Re: jsonb format is pessimal for toast compression

Поиск
Список
Период
Сортировка
От Andrew Dunstan
Тема Re: jsonb format is pessimal for toast compression
Дата
Msg-id 53E4EE5F.5090904@dunslane.net
обсуждение исходный текст
Ответ на Re: jsonb format is pessimal for toast compression  (Tom Lane <tgl@sss.pgh.pa.us>)
Ответы Re: jsonb format is pessimal for toast compression  (Tom Lane <tgl@sss.pgh.pa.us>)
Список pgsql-hackers
On 08/08/2014 11:18 AM, Tom Lane wrote:
> Andrew Dunstan <andrew@dunslane.net> writes:
>> On 08/07/2014 11:17 PM, Tom Lane wrote:
>>> I looked into the issue reported in bug #11109.  The problem appears to be
>>> that jsonb's on-disk format is designed in such a way that the leading
>>> portion of any JSON array or object will be fairly incompressible, because
>>> it consists mostly of a strictly-increasing series of integer offsets.
>
>> Back when this structure was first presented at pgCon 2013, I wondered
>> if we shouldn't extract the strings into a dictionary, because of key
>> repetition, and convinced myself that this shouldn't be necessary
>> because in significant cases TOAST would take care of it.
> That's not really the issue here, I think.  The problem is that a
> relatively minor aspect of the representation, namely the choice to store
> a series of offsets rather than a series of lengths, produces
> nonrepetitive data even when the original input is repetitive.


It would certainly be worth validating that changing this would fix the 
problem.

I don't know how invasive that would be - I suspect (without looking 
very closely) not terribly much.

* _Challenge_
In the jsonb compression thread, list every line that consists of a single Russian word and nothing else. The items that follow come from a different source than the jsonb compression thread.

* _Material supplied_
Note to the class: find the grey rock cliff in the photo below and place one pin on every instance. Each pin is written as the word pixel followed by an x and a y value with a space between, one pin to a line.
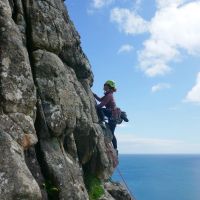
pixel 48 124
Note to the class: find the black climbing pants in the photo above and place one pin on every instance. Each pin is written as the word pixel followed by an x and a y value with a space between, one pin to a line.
pixel 102 112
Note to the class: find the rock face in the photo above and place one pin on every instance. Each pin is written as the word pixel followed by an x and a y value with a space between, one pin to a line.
pixel 49 135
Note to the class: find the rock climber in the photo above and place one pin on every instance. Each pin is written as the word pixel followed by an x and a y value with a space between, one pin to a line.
pixel 106 107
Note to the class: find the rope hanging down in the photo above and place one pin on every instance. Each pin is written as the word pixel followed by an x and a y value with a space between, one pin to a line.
pixel 120 174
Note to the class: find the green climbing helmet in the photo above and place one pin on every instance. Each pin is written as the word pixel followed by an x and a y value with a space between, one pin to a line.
pixel 111 84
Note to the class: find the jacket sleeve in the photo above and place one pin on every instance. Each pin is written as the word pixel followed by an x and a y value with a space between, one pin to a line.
pixel 104 101
pixel 98 98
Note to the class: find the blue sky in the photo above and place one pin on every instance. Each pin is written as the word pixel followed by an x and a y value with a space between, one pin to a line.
pixel 152 51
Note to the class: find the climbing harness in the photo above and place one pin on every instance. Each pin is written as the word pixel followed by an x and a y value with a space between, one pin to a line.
pixel 120 174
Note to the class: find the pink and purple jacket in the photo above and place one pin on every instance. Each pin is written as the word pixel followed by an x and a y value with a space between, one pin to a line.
pixel 107 100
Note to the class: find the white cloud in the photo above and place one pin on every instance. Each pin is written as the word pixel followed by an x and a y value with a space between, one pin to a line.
pixel 160 86
pixel 101 3
pixel 194 94
pixel 167 3
pixel 129 144
pixel 128 21
pixel 125 48
pixel 174 27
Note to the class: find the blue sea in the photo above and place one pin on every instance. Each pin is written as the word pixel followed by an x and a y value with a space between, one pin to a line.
pixel 160 177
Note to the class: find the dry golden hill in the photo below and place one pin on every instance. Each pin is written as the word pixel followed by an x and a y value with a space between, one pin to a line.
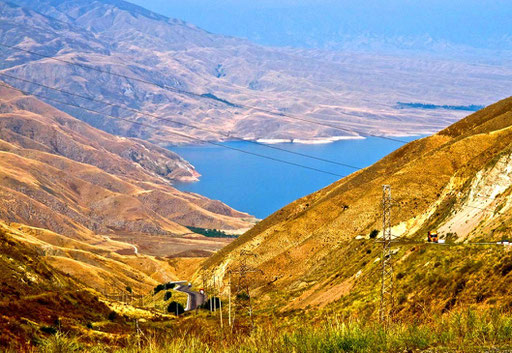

* _Written answer_
Поиск
Список
Период
Сортировка
Дата